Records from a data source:
= = = = = = =

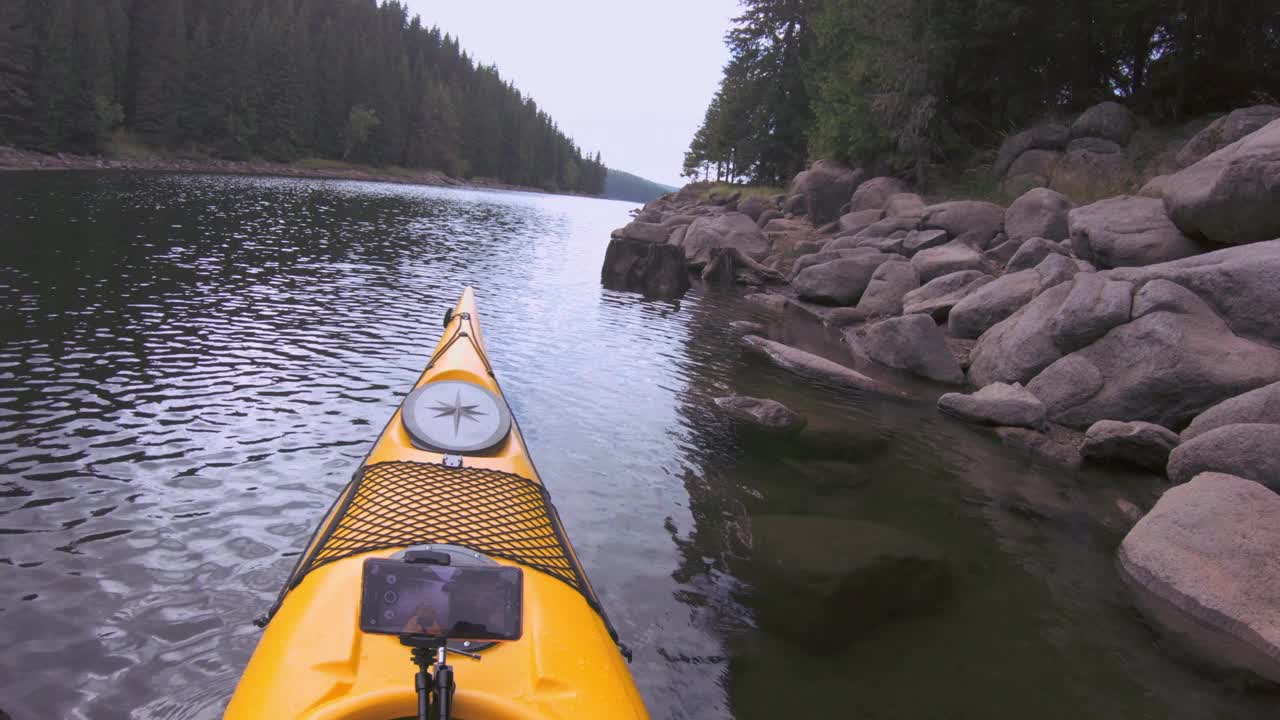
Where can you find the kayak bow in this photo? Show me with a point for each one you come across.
(312, 661)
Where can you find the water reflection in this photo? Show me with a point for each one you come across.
(191, 367)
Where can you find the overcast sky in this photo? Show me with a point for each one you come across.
(630, 80)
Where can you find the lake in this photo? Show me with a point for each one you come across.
(192, 367)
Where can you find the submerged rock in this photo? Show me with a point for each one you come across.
(762, 414)
(997, 404)
(1202, 565)
(832, 579)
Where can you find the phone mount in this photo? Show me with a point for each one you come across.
(434, 678)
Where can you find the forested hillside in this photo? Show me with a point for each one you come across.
(904, 87)
(279, 80)
(625, 186)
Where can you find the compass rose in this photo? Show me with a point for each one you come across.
(457, 411)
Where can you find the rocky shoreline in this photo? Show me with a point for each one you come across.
(1092, 328)
(13, 159)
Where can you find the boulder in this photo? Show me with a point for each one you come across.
(913, 343)
(938, 296)
(874, 194)
(1128, 231)
(650, 268)
(837, 578)
(1033, 253)
(731, 229)
(1142, 445)
(824, 188)
(853, 222)
(1092, 308)
(1086, 174)
(839, 282)
(950, 258)
(807, 364)
(753, 206)
(1247, 450)
(1109, 121)
(997, 404)
(885, 292)
(984, 220)
(1202, 566)
(1174, 359)
(1238, 282)
(1225, 131)
(1043, 137)
(1018, 347)
(746, 327)
(767, 217)
(762, 414)
(904, 205)
(983, 308)
(917, 241)
(1260, 405)
(1032, 169)
(644, 232)
(1233, 195)
(1040, 213)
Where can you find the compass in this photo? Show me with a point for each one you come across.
(456, 417)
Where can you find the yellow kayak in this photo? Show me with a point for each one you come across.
(314, 662)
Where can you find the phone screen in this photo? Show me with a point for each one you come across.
(442, 601)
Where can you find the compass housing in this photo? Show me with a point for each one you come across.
(455, 417)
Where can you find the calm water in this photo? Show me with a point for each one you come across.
(192, 367)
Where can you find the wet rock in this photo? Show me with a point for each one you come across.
(1038, 213)
(1092, 308)
(951, 258)
(1233, 195)
(1225, 131)
(1142, 445)
(824, 188)
(1173, 360)
(732, 229)
(1128, 231)
(940, 295)
(762, 414)
(874, 194)
(832, 579)
(1018, 347)
(1202, 566)
(650, 268)
(913, 343)
(885, 292)
(813, 367)
(1247, 450)
(1238, 282)
(851, 223)
(1260, 405)
(997, 404)
(1109, 121)
(981, 220)
(905, 206)
(746, 327)
(839, 282)
(1043, 137)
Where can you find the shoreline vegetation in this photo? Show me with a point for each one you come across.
(13, 159)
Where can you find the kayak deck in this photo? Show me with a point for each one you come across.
(314, 662)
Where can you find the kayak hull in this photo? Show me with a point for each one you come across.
(312, 661)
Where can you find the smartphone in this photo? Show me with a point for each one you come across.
(466, 602)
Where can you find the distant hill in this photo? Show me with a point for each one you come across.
(625, 186)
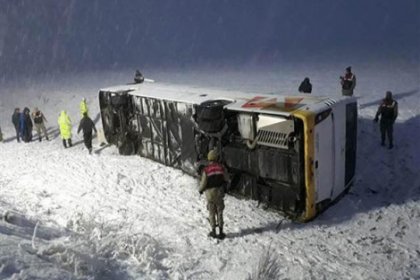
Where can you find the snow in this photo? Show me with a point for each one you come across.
(70, 215)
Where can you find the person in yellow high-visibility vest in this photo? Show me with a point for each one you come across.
(65, 125)
(83, 107)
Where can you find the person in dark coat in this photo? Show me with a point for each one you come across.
(138, 77)
(15, 121)
(87, 125)
(388, 111)
(39, 120)
(26, 125)
(305, 86)
(348, 82)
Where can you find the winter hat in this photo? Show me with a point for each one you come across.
(212, 155)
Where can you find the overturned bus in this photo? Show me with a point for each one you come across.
(296, 154)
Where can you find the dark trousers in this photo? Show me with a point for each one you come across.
(17, 133)
(387, 129)
(65, 142)
(87, 138)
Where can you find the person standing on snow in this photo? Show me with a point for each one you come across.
(213, 180)
(16, 122)
(39, 119)
(388, 110)
(64, 123)
(87, 125)
(348, 82)
(83, 107)
(305, 86)
(26, 125)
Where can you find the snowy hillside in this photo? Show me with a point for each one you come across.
(70, 215)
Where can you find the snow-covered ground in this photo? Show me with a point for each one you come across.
(70, 215)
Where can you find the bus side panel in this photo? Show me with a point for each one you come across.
(324, 159)
(351, 142)
(339, 149)
(167, 133)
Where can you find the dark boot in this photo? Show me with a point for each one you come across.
(221, 235)
(212, 233)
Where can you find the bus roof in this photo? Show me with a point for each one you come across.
(268, 103)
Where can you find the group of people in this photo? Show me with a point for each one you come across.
(348, 83)
(24, 122)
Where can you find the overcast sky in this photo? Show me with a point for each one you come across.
(49, 35)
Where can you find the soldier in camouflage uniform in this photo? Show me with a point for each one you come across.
(213, 180)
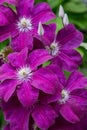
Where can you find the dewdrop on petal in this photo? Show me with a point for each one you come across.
(61, 12)
(40, 29)
(65, 20)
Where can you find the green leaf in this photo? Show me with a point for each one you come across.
(76, 7)
(3, 44)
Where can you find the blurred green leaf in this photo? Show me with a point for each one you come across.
(75, 7)
(3, 44)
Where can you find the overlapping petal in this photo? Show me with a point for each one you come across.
(18, 59)
(69, 37)
(6, 15)
(68, 114)
(45, 80)
(14, 113)
(44, 116)
(7, 88)
(38, 57)
(71, 59)
(25, 39)
(27, 94)
(76, 81)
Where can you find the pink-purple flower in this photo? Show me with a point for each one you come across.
(24, 75)
(71, 98)
(22, 25)
(62, 46)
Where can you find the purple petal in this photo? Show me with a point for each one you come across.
(71, 59)
(69, 37)
(44, 116)
(25, 39)
(6, 72)
(76, 81)
(25, 7)
(7, 32)
(16, 115)
(45, 80)
(38, 57)
(27, 95)
(7, 88)
(62, 124)
(6, 15)
(7, 127)
(78, 103)
(58, 71)
(68, 114)
(42, 13)
(14, 2)
(18, 59)
(49, 34)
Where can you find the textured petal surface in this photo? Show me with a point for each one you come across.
(18, 59)
(25, 39)
(42, 13)
(7, 31)
(14, 2)
(16, 115)
(71, 59)
(6, 72)
(69, 37)
(7, 88)
(6, 15)
(44, 116)
(38, 57)
(76, 81)
(25, 7)
(45, 80)
(49, 34)
(27, 95)
(62, 124)
(68, 114)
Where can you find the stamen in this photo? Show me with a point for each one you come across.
(53, 49)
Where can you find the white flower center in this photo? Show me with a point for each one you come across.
(24, 74)
(65, 96)
(24, 24)
(53, 49)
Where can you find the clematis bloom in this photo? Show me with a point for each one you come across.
(22, 25)
(24, 74)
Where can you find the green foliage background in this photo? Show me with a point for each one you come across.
(77, 12)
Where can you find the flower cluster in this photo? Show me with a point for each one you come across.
(34, 91)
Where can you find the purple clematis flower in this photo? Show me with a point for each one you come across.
(71, 98)
(62, 46)
(24, 74)
(43, 115)
(13, 2)
(62, 124)
(23, 24)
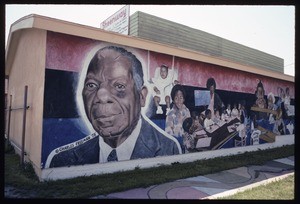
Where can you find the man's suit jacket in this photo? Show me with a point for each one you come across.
(150, 143)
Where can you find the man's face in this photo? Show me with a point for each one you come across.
(163, 72)
(111, 101)
(179, 99)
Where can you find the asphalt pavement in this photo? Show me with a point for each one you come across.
(212, 186)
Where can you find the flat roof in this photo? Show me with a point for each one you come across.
(34, 21)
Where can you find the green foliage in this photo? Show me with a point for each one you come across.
(85, 187)
(278, 190)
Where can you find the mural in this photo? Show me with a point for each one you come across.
(105, 102)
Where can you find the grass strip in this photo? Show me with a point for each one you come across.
(89, 186)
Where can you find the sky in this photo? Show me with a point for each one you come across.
(270, 29)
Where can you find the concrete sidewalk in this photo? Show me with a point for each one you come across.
(212, 186)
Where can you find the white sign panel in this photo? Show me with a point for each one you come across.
(118, 22)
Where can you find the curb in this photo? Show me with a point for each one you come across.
(250, 186)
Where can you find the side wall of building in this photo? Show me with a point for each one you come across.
(28, 69)
(71, 138)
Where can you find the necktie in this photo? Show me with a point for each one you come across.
(112, 156)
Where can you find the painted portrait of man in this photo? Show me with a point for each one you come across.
(113, 94)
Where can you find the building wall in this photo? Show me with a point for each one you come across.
(52, 61)
(66, 127)
(161, 30)
(28, 68)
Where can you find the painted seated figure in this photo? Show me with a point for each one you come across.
(163, 81)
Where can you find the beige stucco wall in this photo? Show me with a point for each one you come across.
(28, 68)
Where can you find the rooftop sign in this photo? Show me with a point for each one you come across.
(118, 22)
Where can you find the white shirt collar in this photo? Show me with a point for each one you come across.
(125, 150)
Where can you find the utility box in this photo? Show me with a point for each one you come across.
(92, 91)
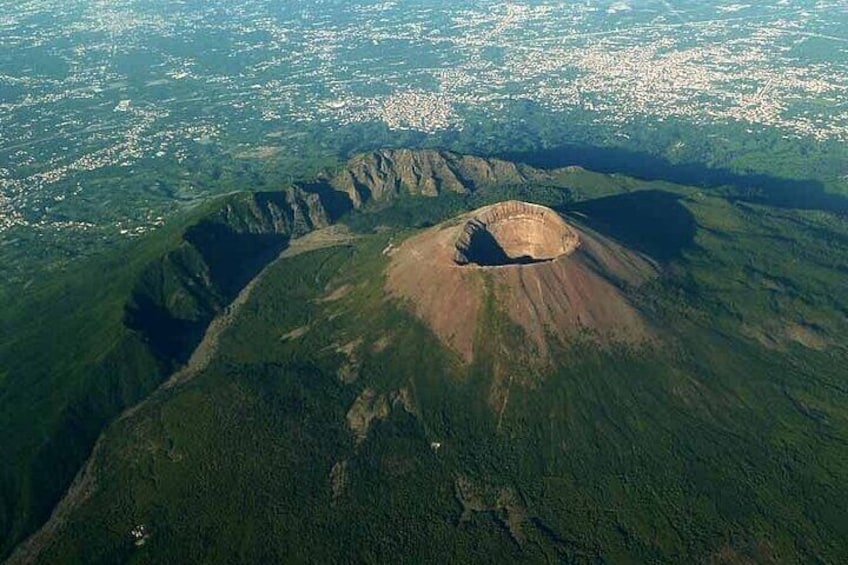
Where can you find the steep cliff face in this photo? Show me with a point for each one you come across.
(385, 174)
(179, 294)
(552, 279)
(514, 232)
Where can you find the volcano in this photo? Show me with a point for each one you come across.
(552, 277)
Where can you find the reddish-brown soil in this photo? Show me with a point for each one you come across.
(584, 288)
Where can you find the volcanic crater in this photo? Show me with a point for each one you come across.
(514, 233)
(552, 277)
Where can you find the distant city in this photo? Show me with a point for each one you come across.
(90, 86)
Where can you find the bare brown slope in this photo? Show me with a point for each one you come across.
(568, 295)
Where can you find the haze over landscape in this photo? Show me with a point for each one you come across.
(312, 281)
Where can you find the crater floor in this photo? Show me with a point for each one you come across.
(514, 233)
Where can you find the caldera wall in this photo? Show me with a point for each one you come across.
(513, 232)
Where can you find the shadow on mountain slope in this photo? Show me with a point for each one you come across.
(757, 188)
(651, 221)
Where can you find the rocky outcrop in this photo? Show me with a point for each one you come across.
(514, 232)
(581, 293)
(179, 294)
(385, 174)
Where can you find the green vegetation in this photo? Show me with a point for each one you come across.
(726, 441)
(727, 445)
(79, 349)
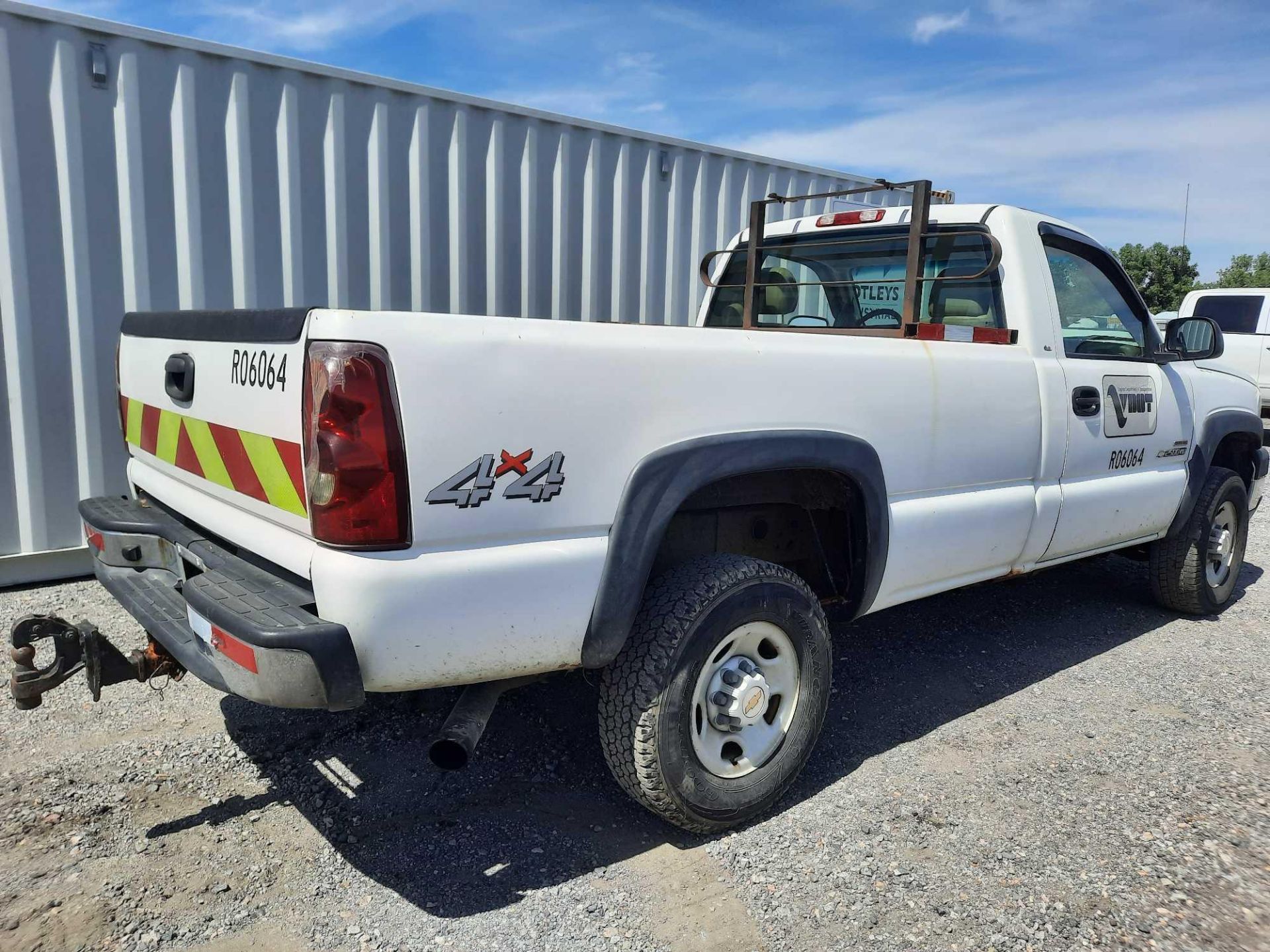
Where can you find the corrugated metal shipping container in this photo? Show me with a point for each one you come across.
(142, 171)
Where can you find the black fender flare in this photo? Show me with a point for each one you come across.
(661, 483)
(1217, 427)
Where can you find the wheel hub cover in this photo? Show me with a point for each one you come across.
(738, 694)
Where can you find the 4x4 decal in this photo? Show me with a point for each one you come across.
(476, 483)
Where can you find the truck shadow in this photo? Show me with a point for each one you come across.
(538, 807)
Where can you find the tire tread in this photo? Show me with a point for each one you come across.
(630, 688)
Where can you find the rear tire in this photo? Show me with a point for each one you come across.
(719, 634)
(1197, 571)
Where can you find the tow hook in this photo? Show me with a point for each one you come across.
(79, 647)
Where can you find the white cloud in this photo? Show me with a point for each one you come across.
(308, 24)
(626, 87)
(930, 26)
(1118, 161)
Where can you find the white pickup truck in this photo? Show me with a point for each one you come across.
(1244, 317)
(874, 407)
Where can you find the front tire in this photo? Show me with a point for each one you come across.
(1197, 571)
(718, 696)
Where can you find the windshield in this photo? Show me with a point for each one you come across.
(795, 266)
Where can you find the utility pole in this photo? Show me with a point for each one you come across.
(1185, 214)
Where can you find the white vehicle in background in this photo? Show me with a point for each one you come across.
(874, 407)
(1244, 317)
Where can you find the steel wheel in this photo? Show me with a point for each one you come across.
(1221, 545)
(745, 699)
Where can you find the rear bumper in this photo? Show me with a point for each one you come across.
(233, 623)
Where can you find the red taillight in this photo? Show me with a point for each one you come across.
(863, 216)
(355, 461)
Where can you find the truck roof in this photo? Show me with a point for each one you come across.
(898, 215)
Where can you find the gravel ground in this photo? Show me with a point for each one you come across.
(1048, 763)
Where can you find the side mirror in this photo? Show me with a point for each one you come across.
(1194, 338)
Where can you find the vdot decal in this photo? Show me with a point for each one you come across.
(476, 483)
(1130, 407)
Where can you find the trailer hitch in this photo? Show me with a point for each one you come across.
(79, 647)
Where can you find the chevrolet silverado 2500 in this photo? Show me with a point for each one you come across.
(873, 407)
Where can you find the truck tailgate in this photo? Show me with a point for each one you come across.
(212, 400)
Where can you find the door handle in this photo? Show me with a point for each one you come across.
(179, 377)
(1086, 401)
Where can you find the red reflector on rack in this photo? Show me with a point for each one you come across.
(868, 215)
(238, 651)
(95, 537)
(952, 332)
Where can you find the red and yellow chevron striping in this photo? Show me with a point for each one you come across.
(262, 467)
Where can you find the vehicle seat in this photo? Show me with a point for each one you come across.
(779, 298)
(962, 303)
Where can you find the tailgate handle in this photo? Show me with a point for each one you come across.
(179, 377)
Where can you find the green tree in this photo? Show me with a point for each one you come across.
(1164, 274)
(1245, 272)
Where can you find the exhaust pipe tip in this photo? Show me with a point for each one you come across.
(448, 754)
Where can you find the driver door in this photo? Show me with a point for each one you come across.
(1129, 419)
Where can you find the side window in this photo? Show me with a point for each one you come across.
(1095, 317)
(855, 281)
(1235, 314)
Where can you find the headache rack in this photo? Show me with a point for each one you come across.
(919, 225)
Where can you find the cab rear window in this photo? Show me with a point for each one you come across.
(1235, 314)
(855, 280)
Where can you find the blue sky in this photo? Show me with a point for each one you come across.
(1096, 111)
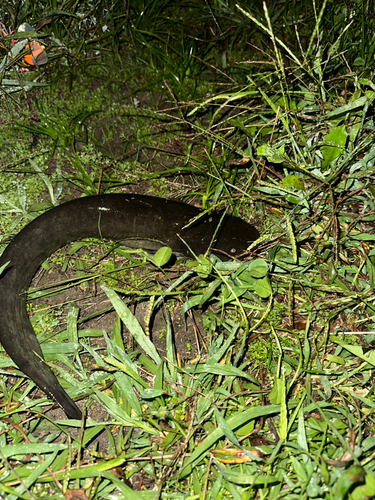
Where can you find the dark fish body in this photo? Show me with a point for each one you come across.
(151, 221)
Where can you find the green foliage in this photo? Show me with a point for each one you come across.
(265, 111)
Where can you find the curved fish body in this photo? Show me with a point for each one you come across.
(150, 221)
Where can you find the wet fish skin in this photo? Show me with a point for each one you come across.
(112, 216)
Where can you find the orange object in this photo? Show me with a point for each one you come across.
(37, 55)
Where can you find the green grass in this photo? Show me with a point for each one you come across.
(268, 112)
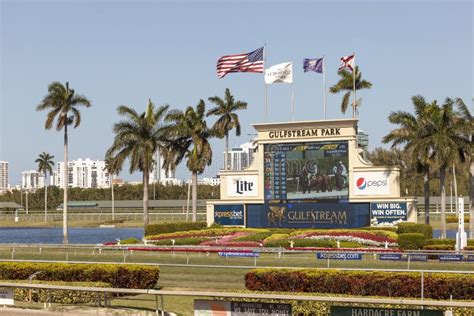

= = = = = = =

AIM:
Put the lines of the listing above into a numbered list, from the line with "Where can you find the tow" up to and including the line with "(1118, 161)", leaving out any blank lines.

TASK SOLUTION:
1. Where can you find the tow hook in this photo? Show me with a point for each one you come across.
2. (79, 647)
3. Where can you find the white cloud in this photo? Show me with a point for each one you come across.
4. (308, 24)
5. (626, 87)
6. (930, 26)
7. (1118, 161)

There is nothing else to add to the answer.